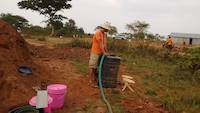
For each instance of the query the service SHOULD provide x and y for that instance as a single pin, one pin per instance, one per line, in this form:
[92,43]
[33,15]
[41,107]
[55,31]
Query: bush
[80,43]
[41,39]
[189,67]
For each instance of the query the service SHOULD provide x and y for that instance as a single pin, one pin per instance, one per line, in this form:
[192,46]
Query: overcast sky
[164,16]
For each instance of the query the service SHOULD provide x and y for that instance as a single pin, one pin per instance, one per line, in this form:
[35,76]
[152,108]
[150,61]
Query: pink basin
[32,102]
[57,92]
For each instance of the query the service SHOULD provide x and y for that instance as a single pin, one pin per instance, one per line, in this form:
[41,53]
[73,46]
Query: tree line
[55,23]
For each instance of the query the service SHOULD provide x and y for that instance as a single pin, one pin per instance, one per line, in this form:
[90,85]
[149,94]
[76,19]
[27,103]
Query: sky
[164,16]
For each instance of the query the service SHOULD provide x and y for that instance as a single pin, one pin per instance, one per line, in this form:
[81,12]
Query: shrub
[189,67]
[80,43]
[41,39]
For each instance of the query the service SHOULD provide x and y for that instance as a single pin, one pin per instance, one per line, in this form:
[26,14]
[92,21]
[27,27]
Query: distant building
[188,38]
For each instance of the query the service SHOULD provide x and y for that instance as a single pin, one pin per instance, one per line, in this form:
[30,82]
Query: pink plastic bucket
[32,102]
[57,92]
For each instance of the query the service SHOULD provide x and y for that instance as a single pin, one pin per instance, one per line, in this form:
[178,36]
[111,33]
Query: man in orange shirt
[99,48]
[169,42]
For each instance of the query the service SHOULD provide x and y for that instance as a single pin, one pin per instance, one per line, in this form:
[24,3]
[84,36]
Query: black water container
[110,71]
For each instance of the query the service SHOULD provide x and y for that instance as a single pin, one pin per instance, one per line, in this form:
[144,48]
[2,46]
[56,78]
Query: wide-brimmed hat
[105,26]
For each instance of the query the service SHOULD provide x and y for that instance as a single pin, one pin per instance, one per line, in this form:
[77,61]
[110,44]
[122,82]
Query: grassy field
[158,72]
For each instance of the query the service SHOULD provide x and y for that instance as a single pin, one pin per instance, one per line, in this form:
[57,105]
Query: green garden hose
[100,84]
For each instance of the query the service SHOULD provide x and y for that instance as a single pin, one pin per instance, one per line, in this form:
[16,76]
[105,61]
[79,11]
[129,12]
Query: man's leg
[93,77]
[93,65]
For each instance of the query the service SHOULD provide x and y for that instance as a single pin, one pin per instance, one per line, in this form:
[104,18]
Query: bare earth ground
[81,98]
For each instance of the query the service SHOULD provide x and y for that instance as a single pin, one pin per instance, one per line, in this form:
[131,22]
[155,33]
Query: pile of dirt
[15,88]
[60,53]
[142,106]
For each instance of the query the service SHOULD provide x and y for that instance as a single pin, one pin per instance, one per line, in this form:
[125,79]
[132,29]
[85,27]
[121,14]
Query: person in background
[169,42]
[99,48]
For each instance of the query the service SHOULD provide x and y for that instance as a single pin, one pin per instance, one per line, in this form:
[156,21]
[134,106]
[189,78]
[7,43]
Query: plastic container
[57,92]
[110,71]
[24,109]
[32,102]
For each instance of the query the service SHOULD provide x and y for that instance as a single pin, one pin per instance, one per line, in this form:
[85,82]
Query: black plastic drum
[110,71]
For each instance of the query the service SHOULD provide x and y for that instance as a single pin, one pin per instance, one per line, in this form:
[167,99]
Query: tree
[138,28]
[14,20]
[48,8]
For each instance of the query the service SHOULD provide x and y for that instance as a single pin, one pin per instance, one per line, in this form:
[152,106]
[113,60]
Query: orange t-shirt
[169,41]
[97,40]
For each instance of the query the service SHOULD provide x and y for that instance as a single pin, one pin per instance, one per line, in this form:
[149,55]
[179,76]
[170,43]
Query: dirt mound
[14,87]
[142,106]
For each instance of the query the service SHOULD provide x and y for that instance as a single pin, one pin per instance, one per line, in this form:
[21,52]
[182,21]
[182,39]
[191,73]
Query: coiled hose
[100,85]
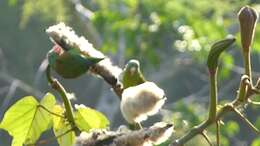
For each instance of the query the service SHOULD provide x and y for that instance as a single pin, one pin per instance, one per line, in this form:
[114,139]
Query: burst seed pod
[139,102]
[248,18]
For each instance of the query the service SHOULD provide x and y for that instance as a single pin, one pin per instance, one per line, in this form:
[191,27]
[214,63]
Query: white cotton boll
[139,102]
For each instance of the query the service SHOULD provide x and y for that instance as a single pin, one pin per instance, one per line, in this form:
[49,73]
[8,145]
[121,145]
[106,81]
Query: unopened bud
[247,17]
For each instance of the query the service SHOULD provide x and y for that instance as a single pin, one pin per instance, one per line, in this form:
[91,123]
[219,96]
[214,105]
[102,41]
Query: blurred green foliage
[152,30]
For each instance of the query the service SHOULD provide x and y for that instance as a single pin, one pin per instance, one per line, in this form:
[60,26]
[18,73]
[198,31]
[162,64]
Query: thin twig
[47,141]
[206,137]
[47,110]
[218,132]
[55,84]
[243,118]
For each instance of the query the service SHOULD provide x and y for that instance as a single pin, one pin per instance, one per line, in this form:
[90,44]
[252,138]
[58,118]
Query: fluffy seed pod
[139,102]
[248,18]
[154,135]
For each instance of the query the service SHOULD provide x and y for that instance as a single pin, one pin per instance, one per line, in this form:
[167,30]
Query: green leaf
[62,129]
[216,49]
[256,142]
[231,128]
[87,118]
[26,120]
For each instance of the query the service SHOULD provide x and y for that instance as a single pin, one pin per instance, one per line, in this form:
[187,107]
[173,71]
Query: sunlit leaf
[87,118]
[26,120]
[62,129]
[231,128]
[256,142]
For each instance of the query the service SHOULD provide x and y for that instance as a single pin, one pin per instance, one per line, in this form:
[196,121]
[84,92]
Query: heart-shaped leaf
[26,119]
[62,129]
[87,118]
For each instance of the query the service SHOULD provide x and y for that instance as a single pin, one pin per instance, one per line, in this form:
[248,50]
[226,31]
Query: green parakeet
[132,75]
[70,63]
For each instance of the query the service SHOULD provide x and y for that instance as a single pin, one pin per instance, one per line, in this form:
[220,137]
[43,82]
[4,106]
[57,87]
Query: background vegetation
[171,38]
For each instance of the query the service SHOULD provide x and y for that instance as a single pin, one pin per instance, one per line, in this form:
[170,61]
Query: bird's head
[132,66]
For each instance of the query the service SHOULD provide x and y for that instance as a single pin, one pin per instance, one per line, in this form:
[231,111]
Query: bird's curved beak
[132,70]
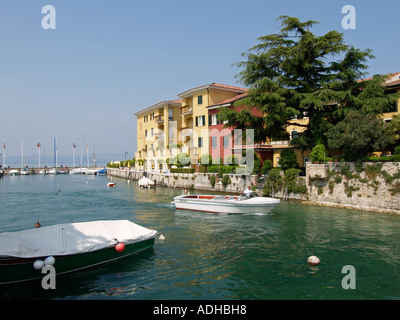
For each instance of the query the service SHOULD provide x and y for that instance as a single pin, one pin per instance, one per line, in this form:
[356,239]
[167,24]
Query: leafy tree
[318,153]
[296,74]
[359,134]
[288,159]
[267,166]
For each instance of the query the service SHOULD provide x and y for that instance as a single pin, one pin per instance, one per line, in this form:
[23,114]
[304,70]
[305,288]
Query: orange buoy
[313,260]
[120,247]
[37,224]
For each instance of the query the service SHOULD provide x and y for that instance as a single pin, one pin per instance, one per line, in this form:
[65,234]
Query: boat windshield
[252,194]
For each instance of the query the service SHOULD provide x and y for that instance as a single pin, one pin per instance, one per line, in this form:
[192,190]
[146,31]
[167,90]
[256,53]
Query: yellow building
[194,132]
[157,128]
[392,86]
[179,126]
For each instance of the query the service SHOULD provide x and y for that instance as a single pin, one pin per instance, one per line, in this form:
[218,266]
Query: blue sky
[108,59]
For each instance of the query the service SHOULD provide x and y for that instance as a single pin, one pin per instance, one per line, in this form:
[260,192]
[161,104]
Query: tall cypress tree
[296,74]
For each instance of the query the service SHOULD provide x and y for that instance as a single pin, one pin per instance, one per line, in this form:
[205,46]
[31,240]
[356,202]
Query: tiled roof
[213,85]
[230,100]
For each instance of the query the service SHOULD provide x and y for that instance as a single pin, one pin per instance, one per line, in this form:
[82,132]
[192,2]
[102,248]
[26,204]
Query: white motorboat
[13,172]
[24,172]
[53,171]
[146,182]
[69,247]
[226,204]
[78,171]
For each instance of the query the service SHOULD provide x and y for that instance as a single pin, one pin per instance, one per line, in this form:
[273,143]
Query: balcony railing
[186,110]
[186,132]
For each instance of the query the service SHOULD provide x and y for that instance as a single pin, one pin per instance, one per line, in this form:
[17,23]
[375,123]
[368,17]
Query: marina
[205,255]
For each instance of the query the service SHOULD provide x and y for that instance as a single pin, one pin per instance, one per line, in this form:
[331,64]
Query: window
[226,141]
[213,142]
[200,121]
[214,119]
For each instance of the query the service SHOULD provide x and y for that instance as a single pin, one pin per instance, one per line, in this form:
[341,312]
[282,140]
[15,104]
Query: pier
[37,170]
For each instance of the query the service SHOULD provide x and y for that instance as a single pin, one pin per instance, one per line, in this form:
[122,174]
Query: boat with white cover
[226,204]
[146,182]
[69,247]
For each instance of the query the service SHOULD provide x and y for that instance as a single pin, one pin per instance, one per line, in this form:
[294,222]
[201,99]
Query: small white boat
[91,171]
[226,203]
[69,247]
[146,182]
[24,172]
[78,171]
[53,171]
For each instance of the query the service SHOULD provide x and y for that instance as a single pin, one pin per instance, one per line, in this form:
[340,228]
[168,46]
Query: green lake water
[208,256]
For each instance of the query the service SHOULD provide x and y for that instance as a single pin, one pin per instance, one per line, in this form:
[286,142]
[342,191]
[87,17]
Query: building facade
[190,125]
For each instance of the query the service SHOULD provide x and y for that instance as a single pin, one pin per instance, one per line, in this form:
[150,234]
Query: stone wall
[368,186]
[199,181]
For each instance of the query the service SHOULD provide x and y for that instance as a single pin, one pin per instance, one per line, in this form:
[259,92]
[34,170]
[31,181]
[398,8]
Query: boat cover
[145,182]
[71,238]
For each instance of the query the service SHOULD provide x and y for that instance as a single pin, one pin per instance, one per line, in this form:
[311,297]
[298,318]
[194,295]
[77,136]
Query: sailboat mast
[94,159]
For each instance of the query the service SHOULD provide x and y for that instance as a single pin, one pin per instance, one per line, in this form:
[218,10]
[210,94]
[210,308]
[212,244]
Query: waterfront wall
[368,186]
[199,181]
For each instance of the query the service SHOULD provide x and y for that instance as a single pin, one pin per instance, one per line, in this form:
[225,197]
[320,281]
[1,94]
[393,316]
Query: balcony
[186,132]
[186,110]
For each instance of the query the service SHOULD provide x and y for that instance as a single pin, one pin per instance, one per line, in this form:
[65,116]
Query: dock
[37,170]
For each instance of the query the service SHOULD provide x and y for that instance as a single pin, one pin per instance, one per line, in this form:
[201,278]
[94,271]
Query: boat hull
[225,204]
[14,270]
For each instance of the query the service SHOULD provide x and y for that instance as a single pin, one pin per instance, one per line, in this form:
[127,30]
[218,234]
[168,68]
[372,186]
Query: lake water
[208,256]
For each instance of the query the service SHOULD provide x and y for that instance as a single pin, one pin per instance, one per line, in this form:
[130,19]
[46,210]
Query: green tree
[318,153]
[288,159]
[267,166]
[296,74]
[359,134]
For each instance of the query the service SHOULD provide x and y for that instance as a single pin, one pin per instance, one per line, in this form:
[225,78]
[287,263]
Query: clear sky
[106,60]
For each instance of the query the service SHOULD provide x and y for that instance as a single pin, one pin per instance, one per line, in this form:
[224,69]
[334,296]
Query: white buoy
[38,264]
[49,261]
[313,260]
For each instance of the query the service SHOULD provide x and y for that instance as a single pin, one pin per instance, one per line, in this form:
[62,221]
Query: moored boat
[71,247]
[146,182]
[78,171]
[226,204]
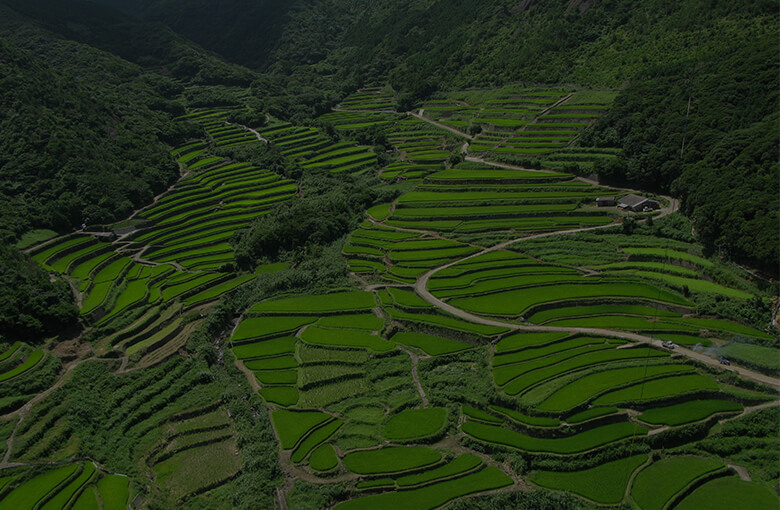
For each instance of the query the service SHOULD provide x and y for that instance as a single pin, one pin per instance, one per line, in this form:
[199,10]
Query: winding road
[421,287]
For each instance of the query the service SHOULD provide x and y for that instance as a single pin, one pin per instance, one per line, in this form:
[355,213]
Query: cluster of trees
[329,208]
[727,173]
[32,307]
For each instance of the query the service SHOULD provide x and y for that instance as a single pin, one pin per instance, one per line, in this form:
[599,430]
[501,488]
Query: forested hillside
[393,254]
[663,53]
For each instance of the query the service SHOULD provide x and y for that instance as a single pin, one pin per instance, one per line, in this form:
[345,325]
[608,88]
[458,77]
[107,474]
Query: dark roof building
[638,204]
[605,201]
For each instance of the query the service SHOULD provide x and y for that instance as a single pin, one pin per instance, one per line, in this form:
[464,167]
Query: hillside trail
[742,472]
[253,131]
[24,411]
[421,287]
[507,166]
[536,118]
[415,376]
[439,124]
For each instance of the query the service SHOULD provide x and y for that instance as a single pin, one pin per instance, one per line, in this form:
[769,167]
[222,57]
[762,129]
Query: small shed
[124,230]
[606,201]
[104,236]
[637,203]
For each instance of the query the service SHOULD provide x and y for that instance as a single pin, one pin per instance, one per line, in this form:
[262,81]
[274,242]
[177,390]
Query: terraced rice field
[317,152]
[476,198]
[405,404]
[177,257]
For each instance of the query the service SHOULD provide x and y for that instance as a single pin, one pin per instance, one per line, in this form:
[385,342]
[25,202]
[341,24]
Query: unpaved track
[440,125]
[253,131]
[421,286]
[415,375]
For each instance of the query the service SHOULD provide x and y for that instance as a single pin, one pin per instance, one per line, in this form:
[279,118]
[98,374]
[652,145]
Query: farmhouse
[638,204]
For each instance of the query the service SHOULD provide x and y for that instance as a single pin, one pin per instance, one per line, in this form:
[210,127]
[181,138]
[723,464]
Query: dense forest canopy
[87,117]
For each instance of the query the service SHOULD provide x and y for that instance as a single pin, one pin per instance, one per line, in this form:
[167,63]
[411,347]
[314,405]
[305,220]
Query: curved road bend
[421,286]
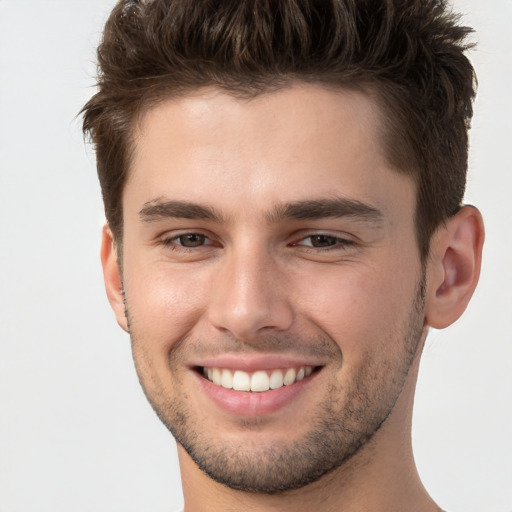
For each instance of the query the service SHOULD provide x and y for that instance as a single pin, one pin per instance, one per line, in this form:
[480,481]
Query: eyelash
[338,242]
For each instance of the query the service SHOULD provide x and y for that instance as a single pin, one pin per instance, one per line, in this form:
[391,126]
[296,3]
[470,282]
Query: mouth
[257,381]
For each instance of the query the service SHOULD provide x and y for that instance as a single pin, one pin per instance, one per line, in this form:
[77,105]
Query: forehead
[291,144]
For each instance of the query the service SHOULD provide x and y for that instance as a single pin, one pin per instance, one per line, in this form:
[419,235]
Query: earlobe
[112,277]
[454,267]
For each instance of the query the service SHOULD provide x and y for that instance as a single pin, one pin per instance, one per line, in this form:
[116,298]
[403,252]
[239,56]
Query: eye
[186,241]
[191,240]
[320,241]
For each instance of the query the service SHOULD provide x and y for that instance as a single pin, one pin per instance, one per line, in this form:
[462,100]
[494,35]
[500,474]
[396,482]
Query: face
[272,280]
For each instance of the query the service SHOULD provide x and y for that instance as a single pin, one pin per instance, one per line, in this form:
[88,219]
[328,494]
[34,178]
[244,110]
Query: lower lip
[247,403]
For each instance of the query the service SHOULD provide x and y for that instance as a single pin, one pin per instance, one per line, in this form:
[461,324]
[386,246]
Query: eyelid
[169,239]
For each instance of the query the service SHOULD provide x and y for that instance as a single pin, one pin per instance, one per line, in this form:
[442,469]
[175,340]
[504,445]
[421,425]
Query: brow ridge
[325,208]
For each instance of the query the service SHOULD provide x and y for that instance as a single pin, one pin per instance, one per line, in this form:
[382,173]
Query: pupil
[192,240]
[323,241]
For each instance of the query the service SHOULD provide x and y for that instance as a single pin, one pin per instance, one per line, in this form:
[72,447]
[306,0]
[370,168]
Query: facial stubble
[337,432]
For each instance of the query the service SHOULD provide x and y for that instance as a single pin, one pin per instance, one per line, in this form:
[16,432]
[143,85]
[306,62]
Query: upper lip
[253,363]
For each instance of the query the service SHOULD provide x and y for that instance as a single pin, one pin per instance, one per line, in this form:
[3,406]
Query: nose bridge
[249,295]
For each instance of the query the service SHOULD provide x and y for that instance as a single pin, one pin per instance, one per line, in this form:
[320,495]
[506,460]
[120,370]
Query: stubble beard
[339,430]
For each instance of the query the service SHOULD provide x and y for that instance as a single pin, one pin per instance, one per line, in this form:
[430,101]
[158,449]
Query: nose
[250,296]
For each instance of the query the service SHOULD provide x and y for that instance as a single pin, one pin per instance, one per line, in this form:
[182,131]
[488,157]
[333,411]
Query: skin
[253,284]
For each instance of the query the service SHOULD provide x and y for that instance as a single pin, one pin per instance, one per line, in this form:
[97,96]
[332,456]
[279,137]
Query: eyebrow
[158,209]
[325,208]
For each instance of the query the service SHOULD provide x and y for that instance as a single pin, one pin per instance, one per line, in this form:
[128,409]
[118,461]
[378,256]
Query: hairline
[370,88]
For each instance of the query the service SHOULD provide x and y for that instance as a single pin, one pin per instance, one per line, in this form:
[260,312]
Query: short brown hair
[408,54]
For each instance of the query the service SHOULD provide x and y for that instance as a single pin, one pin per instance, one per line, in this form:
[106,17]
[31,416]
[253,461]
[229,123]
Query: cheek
[360,309]
[164,305]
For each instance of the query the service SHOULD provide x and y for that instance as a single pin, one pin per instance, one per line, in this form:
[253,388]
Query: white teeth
[260,382]
[226,379]
[216,376]
[241,381]
[289,376]
[257,382]
[276,379]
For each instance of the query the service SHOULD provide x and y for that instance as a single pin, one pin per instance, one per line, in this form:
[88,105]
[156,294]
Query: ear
[454,267]
[112,277]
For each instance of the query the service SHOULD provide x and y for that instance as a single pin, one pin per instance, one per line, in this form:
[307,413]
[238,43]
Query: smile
[258,381]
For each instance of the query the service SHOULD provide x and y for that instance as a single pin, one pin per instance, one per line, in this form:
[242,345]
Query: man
[283,185]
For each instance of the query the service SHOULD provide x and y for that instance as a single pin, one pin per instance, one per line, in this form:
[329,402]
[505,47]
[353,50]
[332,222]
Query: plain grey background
[76,432]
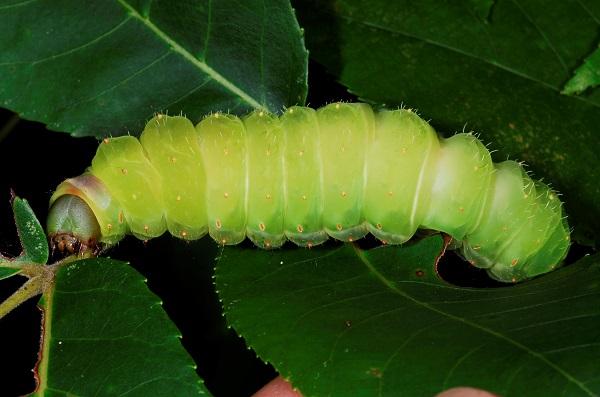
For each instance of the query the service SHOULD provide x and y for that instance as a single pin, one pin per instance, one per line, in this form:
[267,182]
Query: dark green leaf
[100,68]
[31,233]
[586,76]
[379,323]
[105,334]
[501,77]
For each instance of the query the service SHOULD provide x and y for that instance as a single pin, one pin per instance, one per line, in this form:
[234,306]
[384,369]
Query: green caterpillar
[341,171]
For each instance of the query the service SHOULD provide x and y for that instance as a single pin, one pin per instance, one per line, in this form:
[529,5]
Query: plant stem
[32,287]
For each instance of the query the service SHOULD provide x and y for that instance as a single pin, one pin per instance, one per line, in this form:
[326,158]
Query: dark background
[33,161]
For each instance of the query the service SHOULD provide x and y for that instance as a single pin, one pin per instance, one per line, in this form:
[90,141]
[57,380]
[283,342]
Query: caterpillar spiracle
[341,171]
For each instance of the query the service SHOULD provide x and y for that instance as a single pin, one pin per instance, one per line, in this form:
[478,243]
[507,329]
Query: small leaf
[6,272]
[31,233]
[380,323]
[106,334]
[586,76]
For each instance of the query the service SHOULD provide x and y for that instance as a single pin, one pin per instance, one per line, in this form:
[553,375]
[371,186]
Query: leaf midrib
[390,285]
[203,66]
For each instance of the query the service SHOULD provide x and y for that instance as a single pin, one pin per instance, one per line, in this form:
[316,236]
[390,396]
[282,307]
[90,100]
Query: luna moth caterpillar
[340,171]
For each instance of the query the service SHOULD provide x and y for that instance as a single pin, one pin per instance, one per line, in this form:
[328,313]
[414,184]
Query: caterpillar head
[72,227]
[84,217]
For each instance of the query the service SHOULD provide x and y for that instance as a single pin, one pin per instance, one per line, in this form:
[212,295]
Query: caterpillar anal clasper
[340,171]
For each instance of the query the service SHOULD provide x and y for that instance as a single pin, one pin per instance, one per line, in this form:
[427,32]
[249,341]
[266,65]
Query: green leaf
[31,233]
[104,68]
[586,76]
[6,272]
[379,323]
[501,78]
[105,334]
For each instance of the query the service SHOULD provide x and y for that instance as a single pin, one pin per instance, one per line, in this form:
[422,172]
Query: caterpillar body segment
[340,171]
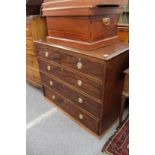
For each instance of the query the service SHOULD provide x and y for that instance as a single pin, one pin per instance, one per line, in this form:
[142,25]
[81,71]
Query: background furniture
[125,94]
[35,30]
[123,32]
[33,7]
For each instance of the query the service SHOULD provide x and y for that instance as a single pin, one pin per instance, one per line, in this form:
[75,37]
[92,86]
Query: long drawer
[79,63]
[89,87]
[76,97]
[79,114]
[32,61]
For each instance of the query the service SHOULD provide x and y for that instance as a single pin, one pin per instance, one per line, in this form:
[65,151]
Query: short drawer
[32,61]
[77,98]
[28,31]
[79,63]
[87,86]
[80,115]
[33,74]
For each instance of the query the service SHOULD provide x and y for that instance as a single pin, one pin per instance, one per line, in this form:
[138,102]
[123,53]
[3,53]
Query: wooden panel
[89,87]
[28,31]
[72,109]
[29,44]
[113,86]
[60,4]
[78,44]
[85,28]
[63,27]
[126,82]
[79,63]
[102,31]
[86,103]
[32,61]
[33,74]
[123,33]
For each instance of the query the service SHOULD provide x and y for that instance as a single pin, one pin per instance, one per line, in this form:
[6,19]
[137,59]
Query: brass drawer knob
[48,68]
[51,83]
[79,82]
[53,97]
[79,65]
[46,54]
[80,100]
[80,116]
[106,21]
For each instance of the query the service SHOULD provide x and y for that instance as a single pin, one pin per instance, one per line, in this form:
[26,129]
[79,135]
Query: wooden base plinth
[80,124]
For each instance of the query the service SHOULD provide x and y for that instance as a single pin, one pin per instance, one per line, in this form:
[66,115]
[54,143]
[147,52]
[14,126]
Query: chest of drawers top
[100,55]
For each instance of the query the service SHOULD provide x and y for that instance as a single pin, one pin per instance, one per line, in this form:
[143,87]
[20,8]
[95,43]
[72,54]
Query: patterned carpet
[119,143]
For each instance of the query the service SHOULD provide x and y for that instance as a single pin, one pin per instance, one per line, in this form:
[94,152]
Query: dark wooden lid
[78,7]
[105,53]
[71,3]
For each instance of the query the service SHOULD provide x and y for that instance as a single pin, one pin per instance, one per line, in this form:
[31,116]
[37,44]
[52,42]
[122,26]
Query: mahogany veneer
[82,24]
[86,85]
[35,30]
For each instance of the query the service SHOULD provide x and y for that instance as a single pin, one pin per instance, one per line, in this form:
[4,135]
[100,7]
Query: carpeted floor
[50,132]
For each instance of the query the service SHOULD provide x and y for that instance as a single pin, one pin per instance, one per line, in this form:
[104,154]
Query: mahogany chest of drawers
[86,85]
[80,24]
[35,30]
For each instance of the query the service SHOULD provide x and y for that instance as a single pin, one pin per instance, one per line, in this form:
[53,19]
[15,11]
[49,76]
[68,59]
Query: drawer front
[89,87]
[72,109]
[77,98]
[28,31]
[29,44]
[32,61]
[33,75]
[81,64]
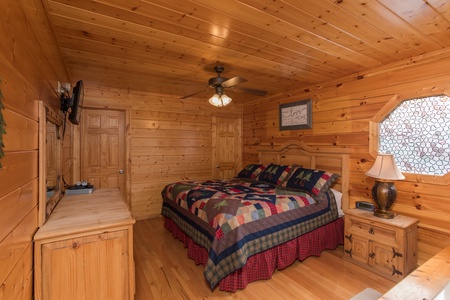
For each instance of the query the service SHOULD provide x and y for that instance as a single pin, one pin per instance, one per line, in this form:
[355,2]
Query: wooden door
[227,147]
[103,148]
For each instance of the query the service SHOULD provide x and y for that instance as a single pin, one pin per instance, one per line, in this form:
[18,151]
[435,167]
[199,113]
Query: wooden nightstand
[385,246]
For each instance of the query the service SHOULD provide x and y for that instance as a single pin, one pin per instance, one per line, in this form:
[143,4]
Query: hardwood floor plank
[163,271]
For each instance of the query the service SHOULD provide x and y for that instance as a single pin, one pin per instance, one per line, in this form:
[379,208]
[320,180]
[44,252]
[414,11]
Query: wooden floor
[163,271]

○ ○ ○

EXERCISE PROMPT => From the items above, keep only the lines that contain the word "black" and copy each of them unchanged.

CORRECT RESPONSE =>
Query: black water container
Query: black plastic drum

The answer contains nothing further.